小規模事業場等団体安全衛生活動援助事業等の実施に当たり、領収書等による支払の事実の裏付けがない経費を含めるなどしていたため、委託費の支払額及び補助金の交付額が過大となっているもの


(88) 小規模事業場等団体安全衛生活動援助事業等の実施に当たり、領収書等による支払の事実の裏付けがない経費を含めるなどしていたため、委託費の支払額及び補助金の交付額が過大となっているもの

会計名及び科目 労働保険特別会計(労災勘定) (項)労働福祉事業費
部局等 厚生労働本省
〈役務〉
契約名 小規模事業場等団体安全衛生活動援助事業等3事業に係る委託(平成14年度〜18年度)
契約の概要 小規模事業場の労働安全衛生水準の向上のための事業等の実施
契約の相手方 中央労働災害防止協会
契約 平成14年4月ほか 随意契約
支払額 6,307,301,006円 (平成14年度〜18年度)

****************************************

◆ **課題一覧**
A: 委託費の過大支払に関する文章で、契約の相手方として挙げられている団体名を答えなさい。
B: 委託費の過大支払に関する文章を、最後の行に続けて書き継ぎなさい。

◆ **提供項目**
****************************************

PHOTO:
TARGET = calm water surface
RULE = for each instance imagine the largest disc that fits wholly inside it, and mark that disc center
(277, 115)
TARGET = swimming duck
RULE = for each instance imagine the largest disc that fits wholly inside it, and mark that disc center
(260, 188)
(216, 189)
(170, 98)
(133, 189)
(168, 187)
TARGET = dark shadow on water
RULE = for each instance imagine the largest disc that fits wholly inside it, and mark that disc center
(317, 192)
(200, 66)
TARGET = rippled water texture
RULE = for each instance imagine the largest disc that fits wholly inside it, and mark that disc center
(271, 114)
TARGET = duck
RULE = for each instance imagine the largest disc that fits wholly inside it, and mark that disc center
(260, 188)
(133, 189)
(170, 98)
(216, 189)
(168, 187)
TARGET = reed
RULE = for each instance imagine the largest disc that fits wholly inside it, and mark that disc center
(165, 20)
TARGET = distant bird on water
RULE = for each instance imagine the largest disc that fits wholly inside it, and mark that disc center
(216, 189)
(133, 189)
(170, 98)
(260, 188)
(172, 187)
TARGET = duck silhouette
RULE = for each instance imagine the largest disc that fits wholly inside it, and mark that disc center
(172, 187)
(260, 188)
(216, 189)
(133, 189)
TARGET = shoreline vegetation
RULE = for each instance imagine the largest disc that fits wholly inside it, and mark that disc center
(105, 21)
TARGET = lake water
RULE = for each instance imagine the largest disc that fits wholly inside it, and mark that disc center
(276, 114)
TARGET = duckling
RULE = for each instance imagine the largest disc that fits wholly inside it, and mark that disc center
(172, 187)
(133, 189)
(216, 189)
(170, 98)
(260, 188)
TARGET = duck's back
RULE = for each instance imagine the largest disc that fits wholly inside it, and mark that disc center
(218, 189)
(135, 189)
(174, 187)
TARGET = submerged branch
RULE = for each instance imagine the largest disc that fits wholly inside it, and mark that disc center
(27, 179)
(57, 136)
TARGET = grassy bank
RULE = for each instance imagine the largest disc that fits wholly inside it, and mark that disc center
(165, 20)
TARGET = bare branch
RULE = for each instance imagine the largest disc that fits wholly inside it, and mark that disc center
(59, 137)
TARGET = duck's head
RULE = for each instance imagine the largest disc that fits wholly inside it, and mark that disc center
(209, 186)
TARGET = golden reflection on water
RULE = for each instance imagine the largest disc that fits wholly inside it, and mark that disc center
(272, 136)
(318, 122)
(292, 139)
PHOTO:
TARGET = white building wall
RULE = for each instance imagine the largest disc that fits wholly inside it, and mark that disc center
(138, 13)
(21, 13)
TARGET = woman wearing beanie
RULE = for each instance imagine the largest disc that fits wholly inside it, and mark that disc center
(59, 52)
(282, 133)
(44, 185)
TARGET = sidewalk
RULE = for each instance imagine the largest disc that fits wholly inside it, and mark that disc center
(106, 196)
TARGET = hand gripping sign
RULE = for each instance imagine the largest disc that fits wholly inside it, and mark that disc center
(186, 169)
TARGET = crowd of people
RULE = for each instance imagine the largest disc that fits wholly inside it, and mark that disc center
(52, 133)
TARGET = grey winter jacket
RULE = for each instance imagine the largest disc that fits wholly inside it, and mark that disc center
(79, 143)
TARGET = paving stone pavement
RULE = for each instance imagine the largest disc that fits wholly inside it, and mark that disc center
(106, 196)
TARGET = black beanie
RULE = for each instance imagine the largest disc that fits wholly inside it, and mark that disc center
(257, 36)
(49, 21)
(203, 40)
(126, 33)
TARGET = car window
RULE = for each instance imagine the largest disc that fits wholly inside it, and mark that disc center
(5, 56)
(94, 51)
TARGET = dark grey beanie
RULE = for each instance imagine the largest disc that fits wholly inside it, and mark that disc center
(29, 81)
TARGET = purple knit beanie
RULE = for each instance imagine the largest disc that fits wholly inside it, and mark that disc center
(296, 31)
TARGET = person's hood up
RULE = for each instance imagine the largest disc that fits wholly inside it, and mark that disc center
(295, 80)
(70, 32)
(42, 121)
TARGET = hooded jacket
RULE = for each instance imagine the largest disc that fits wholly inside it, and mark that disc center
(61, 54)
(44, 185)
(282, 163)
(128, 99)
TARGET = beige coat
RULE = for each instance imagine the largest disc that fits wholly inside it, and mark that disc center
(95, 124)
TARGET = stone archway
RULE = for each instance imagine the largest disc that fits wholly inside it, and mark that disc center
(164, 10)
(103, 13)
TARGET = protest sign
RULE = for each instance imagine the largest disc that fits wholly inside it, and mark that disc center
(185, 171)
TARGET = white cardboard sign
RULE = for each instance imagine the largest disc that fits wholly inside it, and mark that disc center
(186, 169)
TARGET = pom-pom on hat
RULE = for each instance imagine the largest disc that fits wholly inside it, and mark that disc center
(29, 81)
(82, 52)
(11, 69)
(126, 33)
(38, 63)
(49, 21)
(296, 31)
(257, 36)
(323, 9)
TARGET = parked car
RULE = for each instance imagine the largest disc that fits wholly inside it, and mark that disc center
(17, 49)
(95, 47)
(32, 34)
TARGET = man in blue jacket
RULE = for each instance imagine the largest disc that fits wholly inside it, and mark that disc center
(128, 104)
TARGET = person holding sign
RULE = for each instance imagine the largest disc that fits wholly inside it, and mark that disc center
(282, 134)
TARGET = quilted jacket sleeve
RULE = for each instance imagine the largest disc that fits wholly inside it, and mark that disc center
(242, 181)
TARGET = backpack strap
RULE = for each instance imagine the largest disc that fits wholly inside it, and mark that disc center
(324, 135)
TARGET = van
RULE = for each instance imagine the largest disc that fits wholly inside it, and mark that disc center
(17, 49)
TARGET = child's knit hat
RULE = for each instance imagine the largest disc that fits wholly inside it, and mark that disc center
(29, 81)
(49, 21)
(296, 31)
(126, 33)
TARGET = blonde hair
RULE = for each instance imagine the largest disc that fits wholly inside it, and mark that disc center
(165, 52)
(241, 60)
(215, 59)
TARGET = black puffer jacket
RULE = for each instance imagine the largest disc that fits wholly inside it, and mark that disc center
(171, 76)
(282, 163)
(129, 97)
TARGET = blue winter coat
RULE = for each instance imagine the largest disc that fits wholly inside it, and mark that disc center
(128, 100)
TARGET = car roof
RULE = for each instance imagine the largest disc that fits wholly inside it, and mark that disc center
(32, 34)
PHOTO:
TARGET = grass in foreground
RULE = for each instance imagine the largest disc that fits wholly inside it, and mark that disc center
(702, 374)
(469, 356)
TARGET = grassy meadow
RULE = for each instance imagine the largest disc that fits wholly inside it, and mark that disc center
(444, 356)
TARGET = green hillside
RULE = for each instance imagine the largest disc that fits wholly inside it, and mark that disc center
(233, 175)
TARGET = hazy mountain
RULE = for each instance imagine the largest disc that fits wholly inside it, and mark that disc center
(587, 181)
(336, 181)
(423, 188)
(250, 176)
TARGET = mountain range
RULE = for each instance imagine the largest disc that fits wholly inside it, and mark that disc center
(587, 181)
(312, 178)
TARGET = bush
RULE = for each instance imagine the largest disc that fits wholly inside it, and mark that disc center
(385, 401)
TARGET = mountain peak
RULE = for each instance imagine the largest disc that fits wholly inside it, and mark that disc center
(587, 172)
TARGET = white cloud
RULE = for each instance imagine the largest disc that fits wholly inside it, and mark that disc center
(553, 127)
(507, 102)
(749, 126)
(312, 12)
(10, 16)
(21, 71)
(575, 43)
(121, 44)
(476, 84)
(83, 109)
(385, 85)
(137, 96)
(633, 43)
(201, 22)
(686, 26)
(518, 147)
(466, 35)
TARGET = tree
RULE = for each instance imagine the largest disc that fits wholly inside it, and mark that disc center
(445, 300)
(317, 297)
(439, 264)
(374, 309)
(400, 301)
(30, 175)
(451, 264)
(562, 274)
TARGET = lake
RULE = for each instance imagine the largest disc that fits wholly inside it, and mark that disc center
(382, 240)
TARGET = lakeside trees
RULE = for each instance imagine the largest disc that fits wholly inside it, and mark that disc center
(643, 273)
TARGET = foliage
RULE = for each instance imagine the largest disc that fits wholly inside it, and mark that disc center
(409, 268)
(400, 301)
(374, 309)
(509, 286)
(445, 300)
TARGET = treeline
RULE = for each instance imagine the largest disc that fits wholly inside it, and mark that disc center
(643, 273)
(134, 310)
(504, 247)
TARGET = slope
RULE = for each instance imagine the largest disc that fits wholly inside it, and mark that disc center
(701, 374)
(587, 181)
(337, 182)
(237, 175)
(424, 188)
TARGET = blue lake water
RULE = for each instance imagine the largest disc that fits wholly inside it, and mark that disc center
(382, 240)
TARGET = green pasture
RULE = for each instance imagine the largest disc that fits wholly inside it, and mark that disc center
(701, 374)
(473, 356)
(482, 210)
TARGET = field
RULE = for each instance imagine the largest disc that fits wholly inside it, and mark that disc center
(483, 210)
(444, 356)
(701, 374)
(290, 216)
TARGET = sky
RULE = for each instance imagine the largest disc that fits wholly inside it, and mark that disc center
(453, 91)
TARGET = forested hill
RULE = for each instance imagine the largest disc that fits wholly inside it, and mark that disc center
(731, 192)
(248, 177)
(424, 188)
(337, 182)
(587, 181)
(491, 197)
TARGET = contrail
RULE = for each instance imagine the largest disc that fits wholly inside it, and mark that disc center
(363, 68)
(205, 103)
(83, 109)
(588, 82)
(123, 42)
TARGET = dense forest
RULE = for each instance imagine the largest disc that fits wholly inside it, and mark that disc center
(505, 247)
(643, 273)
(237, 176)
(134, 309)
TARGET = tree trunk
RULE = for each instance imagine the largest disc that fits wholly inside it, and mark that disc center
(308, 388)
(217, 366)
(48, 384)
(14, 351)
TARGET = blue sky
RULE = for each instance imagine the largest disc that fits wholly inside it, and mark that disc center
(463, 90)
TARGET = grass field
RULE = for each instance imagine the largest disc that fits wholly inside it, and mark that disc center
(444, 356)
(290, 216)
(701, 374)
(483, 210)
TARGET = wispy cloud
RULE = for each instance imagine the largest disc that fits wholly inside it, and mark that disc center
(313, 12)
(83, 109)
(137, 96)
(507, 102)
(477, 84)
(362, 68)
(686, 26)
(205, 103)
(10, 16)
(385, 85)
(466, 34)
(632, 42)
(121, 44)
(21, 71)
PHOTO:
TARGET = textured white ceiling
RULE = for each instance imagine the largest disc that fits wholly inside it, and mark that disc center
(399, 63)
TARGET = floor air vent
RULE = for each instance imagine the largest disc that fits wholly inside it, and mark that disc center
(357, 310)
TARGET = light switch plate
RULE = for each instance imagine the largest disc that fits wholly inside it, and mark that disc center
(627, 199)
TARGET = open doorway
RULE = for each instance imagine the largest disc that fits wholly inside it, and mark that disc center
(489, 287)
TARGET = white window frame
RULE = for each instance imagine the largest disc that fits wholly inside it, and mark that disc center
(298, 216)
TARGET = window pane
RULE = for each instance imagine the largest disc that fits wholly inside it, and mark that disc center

****************************************

◆ **番号別解答**
A: 中央労働災害防止協会

B:
過大になっている支払額 3,613,121円 (平成14年度〜18年度)
〈補助金〉
補助の根拠 労働災害防止団体法(昭和39年法律第118号)
補助事業者 中央労働災害防止協会
補助事業 労働災害防止対策事業
補助事業の概要 安全衛生管理活動等の実施
上記に対する国庫補助金交付額 7,179,636,412円 (平成14年度〜18年度)
不当と認める国庫補助金交付額 563,534円 (平成14年度〜18年度)
過大になっている委託費の支払額及び不当と認める国庫補助金交付額 4,176,655円 (平成14年度〜18年度)

1 委託事業等の概要

(1) 委託事業の概要

 厚生労働本省(以下「本省」という。)は、小規模事業場の労働安全衛生水準の向上、労働者の自殺予防に必要な相談体制の整備、知識の普及・啓発、化学物質が原因となる職業性疾病の防止に資することなどを目的として、中央労働災害防止協会(以下「協会」という。)に対して、小規模事業場等団体安全衛生活動援助事業、メンタルヘルス対策の推進事業及び化学物質による労働災害防止対策事業(以下、これらを合わせて「委託事業」という。)の実施を委託している。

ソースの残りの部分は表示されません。